TEXTO APRESENTADO =>
Folha de S. Paulo
[RESUMO] Desde 2017, com a aprovação de
sucessivas mudanças na legislação eleitoral, um turbilhão vem varrendo o
sistema partidário brasileiro. Novas regras, como a cláusula de desempenho e o
fim das coligações, afetaram duramente os partidos pequenos, levando a uma onda
de fusões, federações ou mesmo desaparecimento de siglas. Em consequência,
menos partidos têm conquistado representação na Câmara e no Senado, diminuindo
a fragmentação do Legislativo no Brasil, que já foi a maior do mundo.
Acompanhar o turbilhão de transformações
do quadro
partidário brasileiro na última década não é uma tarefa fácil. Poucos
jornalistas ou cientistas políticos conseguiram descrever, com segurança, as
mudanças recentes, tamanha a velocidade que apresentaram.
A partir de 2017, 13 partidos mudaram de
nome, cinco desapareceram por terem sido incorporados por outros, e duas novas
legendas (União e PRD) foram criadas a partir de fusões. De forma geral, o
Brasil, que chegou a 35 legendas distintas em 2015, deve passar agora a 24.
O PTB, que já abrigou Getúlio
Vargas, João Goulart e Leonel Brizola, foi
um desses partidos com fim melancólico, ao se fundir com o Patriota para
formar o PRD (Partido da Renovação Democrática), em 2023.
Estão em curso uma atribulada e ainda incerta
fusão de PSDB e Podemos e uma federação entre União e PP.

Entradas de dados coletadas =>
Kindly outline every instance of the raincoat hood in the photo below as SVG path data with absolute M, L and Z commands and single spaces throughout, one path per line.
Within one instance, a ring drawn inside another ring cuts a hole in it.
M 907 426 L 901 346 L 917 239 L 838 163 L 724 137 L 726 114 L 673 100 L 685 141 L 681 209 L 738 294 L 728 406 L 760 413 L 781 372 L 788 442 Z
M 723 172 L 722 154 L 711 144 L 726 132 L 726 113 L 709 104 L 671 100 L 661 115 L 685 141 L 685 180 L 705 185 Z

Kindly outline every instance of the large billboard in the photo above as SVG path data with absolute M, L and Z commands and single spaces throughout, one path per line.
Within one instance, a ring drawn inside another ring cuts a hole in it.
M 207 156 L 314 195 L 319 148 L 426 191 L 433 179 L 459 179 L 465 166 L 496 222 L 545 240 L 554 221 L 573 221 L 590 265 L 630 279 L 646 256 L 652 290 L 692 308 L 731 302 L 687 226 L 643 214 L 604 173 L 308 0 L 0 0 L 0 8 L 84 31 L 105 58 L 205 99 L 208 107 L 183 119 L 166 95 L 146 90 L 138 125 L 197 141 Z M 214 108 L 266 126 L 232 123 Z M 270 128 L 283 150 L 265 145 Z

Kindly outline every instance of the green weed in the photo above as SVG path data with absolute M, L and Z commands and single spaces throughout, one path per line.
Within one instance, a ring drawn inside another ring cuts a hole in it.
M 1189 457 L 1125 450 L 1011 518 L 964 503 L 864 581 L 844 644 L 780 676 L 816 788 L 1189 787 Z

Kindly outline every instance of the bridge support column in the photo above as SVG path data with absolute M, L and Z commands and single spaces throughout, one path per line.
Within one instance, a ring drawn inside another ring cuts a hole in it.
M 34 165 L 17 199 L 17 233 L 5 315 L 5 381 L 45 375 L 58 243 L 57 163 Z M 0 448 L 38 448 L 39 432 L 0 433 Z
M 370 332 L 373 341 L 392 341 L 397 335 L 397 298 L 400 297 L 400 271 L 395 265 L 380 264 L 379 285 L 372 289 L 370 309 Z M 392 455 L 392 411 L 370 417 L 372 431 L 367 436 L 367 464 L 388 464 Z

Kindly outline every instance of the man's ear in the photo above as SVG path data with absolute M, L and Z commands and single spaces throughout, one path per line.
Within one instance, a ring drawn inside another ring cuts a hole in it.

LISTA DE TAREFAS =>
a: Reescreva o trecho do texto sobre o sistema partidário brasileiro de "O PTB, que já" até "Democrática), em 2023.", inclusive, alterando "Patriota" para "PSC".
b: De acordo com o texto sobre o sistema partidário brasileiro, quantas legendas distintas o Brasil chegou a ter em 2015?
c: Prossiga a redação do texto sobre o sistema partidário brasileiro a partir do ponto em que ele termina.

TAREFAS RESOLVIDAS =>
a:
O PTB, que já abrigou Getúlio
Vargas, João Goulart e Leonel Brizola, foi
um desses partidos com fim melancólico, ao se fundir com o PSC para
formar o PRD (Partido da Renovação Democrática), em 2023.

b: 35 legendas distintas.

c:
O
PSDB talvez seja o caso mais impressionante de declínio de um partido na
história do Brasil. Durante três décadas, foi um protagonista das eleições
presidenciais (com duas vitórias de Fernando Henrique Cardoso, em 1994 e 1998,
e a disputa do segundo turno nas quatro eleições seguintes).
Além disso, elegeu bancadas significativas no
Congresso e conquistou um número expressivo de prefeituras e governos de
estado. O símbolo disso era São Paulo, onde o partido elegeu o governador sete
vezes seguidas entre 1994 e 2018.
O governador do Rio Grande do Sul, Eduardo
Leite, uma das principais lideranças tucanas, deixou
o partido em maio deste ano para se filiar ao PSD. A governadora de
Pernambuco, Raquel Lyra, fez
o mesmo movimento em fevereiro.
O PSDB, que chegou a eleger 99 deputados federais em 1998, tem atualmente apenas 13, uma bancada menor que a do Podemos (15 deputados).
Uma eventual fusão, com o Podemos ou outra
sigla, em vista do impasse atual, poderia garantir que a nova legenda formada
ultrapassasse nas eleições de 2026 a votação mínima para garantir acesso ao
fundo partidário e a tempo de propaganda eleitoral. Se pensarmos no lugar
central que os tucanos ocuparam até meados da década de 2010, essas
metas soam muito pouco ambiciosas.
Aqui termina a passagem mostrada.